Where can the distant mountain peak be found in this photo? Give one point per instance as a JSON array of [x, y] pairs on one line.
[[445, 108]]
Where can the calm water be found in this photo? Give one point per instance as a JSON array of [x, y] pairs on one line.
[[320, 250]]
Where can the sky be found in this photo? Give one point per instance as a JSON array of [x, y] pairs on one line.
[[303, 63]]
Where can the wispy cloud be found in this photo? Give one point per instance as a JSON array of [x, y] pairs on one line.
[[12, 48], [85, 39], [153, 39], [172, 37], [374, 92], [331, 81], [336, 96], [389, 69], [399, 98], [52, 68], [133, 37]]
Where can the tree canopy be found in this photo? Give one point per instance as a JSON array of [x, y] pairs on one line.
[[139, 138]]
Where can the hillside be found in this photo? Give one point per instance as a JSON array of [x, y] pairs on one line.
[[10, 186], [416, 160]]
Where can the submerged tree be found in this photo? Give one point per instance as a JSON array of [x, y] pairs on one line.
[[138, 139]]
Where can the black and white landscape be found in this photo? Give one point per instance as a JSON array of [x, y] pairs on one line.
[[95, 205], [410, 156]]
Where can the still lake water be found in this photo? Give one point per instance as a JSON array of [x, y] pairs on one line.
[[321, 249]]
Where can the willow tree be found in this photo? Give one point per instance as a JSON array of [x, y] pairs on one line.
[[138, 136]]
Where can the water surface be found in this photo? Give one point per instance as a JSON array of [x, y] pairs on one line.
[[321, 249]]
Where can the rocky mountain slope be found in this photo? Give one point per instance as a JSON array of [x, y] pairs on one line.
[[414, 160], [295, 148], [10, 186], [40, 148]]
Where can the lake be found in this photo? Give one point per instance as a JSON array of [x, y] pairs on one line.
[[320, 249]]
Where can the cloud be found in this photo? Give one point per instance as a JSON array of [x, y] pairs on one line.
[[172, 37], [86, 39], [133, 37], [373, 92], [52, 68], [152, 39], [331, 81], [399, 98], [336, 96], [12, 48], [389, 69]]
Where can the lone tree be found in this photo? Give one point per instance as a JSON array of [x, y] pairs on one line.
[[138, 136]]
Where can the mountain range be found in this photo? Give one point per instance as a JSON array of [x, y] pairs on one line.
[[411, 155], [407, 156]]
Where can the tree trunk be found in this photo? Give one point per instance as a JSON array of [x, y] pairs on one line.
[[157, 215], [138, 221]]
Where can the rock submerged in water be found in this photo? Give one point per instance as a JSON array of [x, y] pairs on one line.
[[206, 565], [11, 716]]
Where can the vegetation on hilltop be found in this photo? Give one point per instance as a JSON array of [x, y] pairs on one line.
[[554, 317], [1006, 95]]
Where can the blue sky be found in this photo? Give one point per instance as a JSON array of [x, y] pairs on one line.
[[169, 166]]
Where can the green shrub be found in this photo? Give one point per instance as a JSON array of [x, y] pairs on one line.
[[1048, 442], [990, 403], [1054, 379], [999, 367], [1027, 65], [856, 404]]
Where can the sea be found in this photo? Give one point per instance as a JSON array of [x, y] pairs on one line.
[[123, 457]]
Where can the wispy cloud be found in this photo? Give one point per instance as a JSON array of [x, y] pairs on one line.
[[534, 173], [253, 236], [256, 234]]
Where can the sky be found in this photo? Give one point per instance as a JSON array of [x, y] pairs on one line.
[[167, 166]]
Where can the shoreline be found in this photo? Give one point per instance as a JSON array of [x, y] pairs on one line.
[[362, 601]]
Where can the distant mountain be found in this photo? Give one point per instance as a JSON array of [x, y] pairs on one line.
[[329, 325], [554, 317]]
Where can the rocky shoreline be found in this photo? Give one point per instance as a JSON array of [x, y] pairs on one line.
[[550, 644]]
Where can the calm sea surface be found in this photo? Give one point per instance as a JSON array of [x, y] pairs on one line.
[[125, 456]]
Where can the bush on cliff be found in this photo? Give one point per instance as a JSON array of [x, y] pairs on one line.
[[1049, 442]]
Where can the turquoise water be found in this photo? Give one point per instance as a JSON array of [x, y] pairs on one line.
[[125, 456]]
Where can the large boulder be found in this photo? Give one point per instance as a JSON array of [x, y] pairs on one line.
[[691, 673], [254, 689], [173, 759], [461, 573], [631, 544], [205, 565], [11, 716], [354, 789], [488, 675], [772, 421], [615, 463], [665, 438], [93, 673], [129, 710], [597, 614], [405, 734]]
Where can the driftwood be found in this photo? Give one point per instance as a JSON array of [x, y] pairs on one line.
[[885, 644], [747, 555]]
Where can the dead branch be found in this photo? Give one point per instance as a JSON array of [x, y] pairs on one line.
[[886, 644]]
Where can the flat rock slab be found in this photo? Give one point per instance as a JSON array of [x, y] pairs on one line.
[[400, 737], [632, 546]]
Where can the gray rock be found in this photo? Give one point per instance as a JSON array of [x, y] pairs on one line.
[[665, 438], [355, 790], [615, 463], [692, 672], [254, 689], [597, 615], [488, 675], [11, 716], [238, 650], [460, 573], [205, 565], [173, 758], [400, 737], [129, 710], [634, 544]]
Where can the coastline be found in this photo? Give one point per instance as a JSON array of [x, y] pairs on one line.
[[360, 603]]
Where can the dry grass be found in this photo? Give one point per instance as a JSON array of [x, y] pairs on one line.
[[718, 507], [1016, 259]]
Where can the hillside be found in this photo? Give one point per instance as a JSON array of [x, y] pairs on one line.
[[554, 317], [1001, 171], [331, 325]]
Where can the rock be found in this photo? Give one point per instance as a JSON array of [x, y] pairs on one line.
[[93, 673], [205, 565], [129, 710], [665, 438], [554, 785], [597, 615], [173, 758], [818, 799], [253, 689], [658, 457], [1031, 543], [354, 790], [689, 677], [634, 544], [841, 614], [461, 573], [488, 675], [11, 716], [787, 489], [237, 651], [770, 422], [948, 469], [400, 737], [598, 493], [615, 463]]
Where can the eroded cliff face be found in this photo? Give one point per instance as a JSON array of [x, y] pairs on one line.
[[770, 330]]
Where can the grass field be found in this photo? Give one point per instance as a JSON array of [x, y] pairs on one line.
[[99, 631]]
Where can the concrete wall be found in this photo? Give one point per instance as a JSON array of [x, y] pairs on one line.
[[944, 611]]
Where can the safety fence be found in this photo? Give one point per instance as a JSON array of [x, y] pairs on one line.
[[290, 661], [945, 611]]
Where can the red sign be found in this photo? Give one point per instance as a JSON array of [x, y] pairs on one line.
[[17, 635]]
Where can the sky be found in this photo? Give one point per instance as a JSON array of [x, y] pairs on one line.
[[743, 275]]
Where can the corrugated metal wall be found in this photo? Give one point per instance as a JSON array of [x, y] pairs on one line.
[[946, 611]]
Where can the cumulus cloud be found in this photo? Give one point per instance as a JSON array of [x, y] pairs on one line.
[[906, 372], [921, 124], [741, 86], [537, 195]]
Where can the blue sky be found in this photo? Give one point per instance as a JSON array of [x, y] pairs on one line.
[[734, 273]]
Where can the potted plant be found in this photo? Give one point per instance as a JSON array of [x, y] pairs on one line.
————
Requirement
Can you reproduce the whole listing above word for word, every line from first to last?

Exercise response
Where can the distant mountain peak be found in this photo? Give one point per instance as a JSON array of [x, y] pairs on one line.
[[445, 108]]
Where can the calm water be found in this photo? Give one point per instance as a JSON array of [x, y] pairs on one line.
[[320, 250]]
Where can the sky be found in this photo? Give one point per instance as a JSON array of [x, y] pairs on one line.
[[303, 63]]
Where can the wispy cloud be found in this photo? Give one point per instance as a JSON array of [x, y] pairs on one line.
[[12, 48], [85, 39], [153, 39], [172, 37], [374, 92], [331, 81], [336, 96], [389, 69], [399, 98], [52, 68], [133, 37]]
Where can the tree canopy be found in this photo? Give one point per instance as a JSON array of [x, y] pairs on one line.
[[139, 138]]
Where can the hillside be found in this photo? Give one point per instance as a JSON array of [x, y] pairs on one line.
[[10, 186], [416, 160]]
Where can the submerged tree be found in this photo? Give one point per instance as a JSON array of [x, y] pairs on one line.
[[138, 139]]
Where can the black and white landscape be found in this photo? Give one point per instance as a JSON array of [x, y] pairs on one line.
[[95, 205], [410, 156]]
Where can the still lake water be found in this photo? Give one point per instance as a JSON array of [x, y] pairs on one line.
[[321, 249]]
Where can the willow tree be found in this photo? Give one point per instance as a JSON array of [x, y] pairs on one line.
[[138, 136]]
Where can the water surface be found in this photo? Give one point per instance as a JSON array of [x, y] pairs on one line.
[[321, 249]]
Where can the rocky mountain slope be found in this photo? Give one point per instance as a JSON array of [x, y] pairs on one line.
[[414, 160], [295, 148], [10, 186], [40, 148]]
Where can the lake be found in this photo? Give one point per instance as a JSON array of [x, y] pairs on one line.
[[320, 249]]
Where can the cloud be found in this photo? Give one point per instance as a JSON array of [x, y] pairs on one line.
[[172, 37], [86, 39], [133, 37], [373, 92], [52, 68], [152, 39], [331, 81], [399, 98], [336, 96], [12, 48], [389, 69]]
Where can the lone tree be found in this photo? Give one point per instance as a JSON array of [x, y] pairs on one line.
[[138, 136]]
Where can the mountain range be found in this photo? Give one point per instance as a JSON array of [x, y] pairs on one line.
[[411, 155], [407, 156]]
Where can the tree trunk be found in this photo? Give one point per instance as a JSON array of [x, y] pairs on one line.
[[157, 215], [138, 221]]
Where can the rock submerged in water be found in this photo? Give one point per instance as a JSON array of [x, y] pairs on one line.
[[206, 565], [11, 716]]
Where can the vegetation on hilltop be found in this photo? Give one point per instance as a JSON array of [x, y] pairs on one line.
[[554, 317], [1006, 95]]
Where can the blue sky be found in this photo? Give one point per instance as a JSON array of [x, y] pairs on one line.
[[169, 166]]
Where can the green shrub be found in this photo? Give one point per instance as a JSON array of [x, y] pairs on one line.
[[1048, 442], [990, 403], [1054, 379], [999, 367], [1027, 65], [856, 404]]
Where can the sea be found in this photo? Give one point per instance as a JSON array of [x, y] pairs on one line.
[[123, 457]]
Where can the wispy cloud be found in this photo? Give one point per instance as a JSON array of [x, y] pairs on one line.
[[534, 173], [253, 236], [256, 234]]
Where can the sky be found in this photo? Give one point per instance as a JSON array of [x, y] pairs on one line.
[[167, 166]]
Where can the shoreline be found in this photo? Give one point per instance as a JSON array of [x, y] pairs on one line.
[[362, 601]]
Where can the distant mountain be found in this photo? Give one point per instance as a JSON array of [x, y] pairs on one line.
[[329, 325], [554, 317]]
Where can the rocky shoreline be found in this photo? Give one point per instance as a JSON array of [x, y] pairs on one line.
[[550, 644]]
Where can the calm sea surface be found in this photo? Give one point per instance as a JSON array of [x, y] pairs on one line.
[[125, 456]]
Where can the bush on cliff be found in this photo? Give one point per instance as a JSON array of [x, y] pairs on one line.
[[1049, 442]]
Where can the turquoise water be found in this photo? Give one point per instance as a JSON array of [x, y] pairs on one line.
[[125, 456]]
Where can the large boulder be found in this photo? Give one point per instance as a JSON array of [x, y] pairs on one line.
[[691, 673], [254, 689], [173, 759], [461, 573], [631, 544], [205, 565], [11, 716], [354, 789], [488, 675], [772, 421], [615, 463], [665, 438], [93, 673], [129, 710], [597, 614], [405, 734]]
Where can the driftwood be found in this photo? Give one point per instance as a JSON array of [x, y] pairs on one line.
[[885, 644], [747, 555]]
Where can the dead branch be found in this photo? Give one point per instance as a JSON array of [x, y] pairs on one line.
[[886, 644]]
Where can the flat rock slab be found in this photo? Give one point per instance as a JSON array of [x, y] pairs on one line.
[[400, 737], [632, 546]]
Where can the gray rock be found in this photo? Give one point per instance as a JSON array of [x, y] pairs on one line.
[[665, 438], [355, 790], [615, 463], [692, 672], [254, 689], [597, 615], [488, 675], [11, 716], [238, 650], [460, 573], [205, 565], [173, 758], [400, 737], [129, 710], [634, 544]]
Where can the coastline be found in this photo? Give one point per instance as a JSON array of [x, y] pairs on one line.
[[360, 603]]
Where can the dry grass be found in this photo? Give one point per instance as a JSON array of [x, y] pairs on one line.
[[718, 507], [1016, 259]]
Where can the hillside be found in this photo? Give one point per instance as a JSON array of [x, y] pairs on one line.
[[554, 317], [1001, 171], [331, 325]]
Where can the rock be found in this photo? Give one point per instance as a JSON array of [x, y] pairs on one line.
[[93, 673], [205, 565], [129, 710], [665, 438], [554, 785], [597, 615], [173, 758], [818, 799], [253, 689], [658, 457], [1031, 543], [354, 790], [689, 677], [634, 544], [841, 614], [461, 573], [488, 675], [11, 716], [787, 489], [237, 651], [770, 422], [948, 469], [400, 737], [598, 493], [615, 463]]
Where can the eroded cliff face be found in this photo? Give one point per instance as a JSON array of [x, y] pairs on one line.
[[770, 330]]
Where can the grass field be found in this photo? Give one point per instance as a JSON array of [x, y] pairs on one line.
[[99, 631]]
Where can the concrete wall be found in this photo? Give one point per instance as a JSON array of [x, y] pairs on one line.
[[944, 611]]
Where can the safety fence be found in this photo? Give one point per instance as a JSON array of [x, y] pairs on one line.
[[290, 661], [945, 611]]
Where can the red sign be found in this photo? Give one point per instance as a JSON array of [x, y] pairs on one line.
[[17, 635]]
Where can the sky be found in this photo? Give one point per instance as a JSON array of [x, y] pairs on one line.
[[743, 275]]
Where can the corrugated metal wall be found in this photo? Give one point per instance as a JSON array of [x, y] pairs on one line.
[[946, 611]]
Where can the cumulus cloud be found in this photo? Give one point per instance as a JSON array of [x, y] pairs on one line.
[[906, 372], [921, 124], [741, 86], [537, 195]]
Where can the blue sky be found in this photo? Give one point per instance as a JSON array of [x, y] pairs on one line.
[[734, 273]]
Where can the potted plant be found in this photo? Give one point per instance as a JSON array of [x, y] pairs on one line.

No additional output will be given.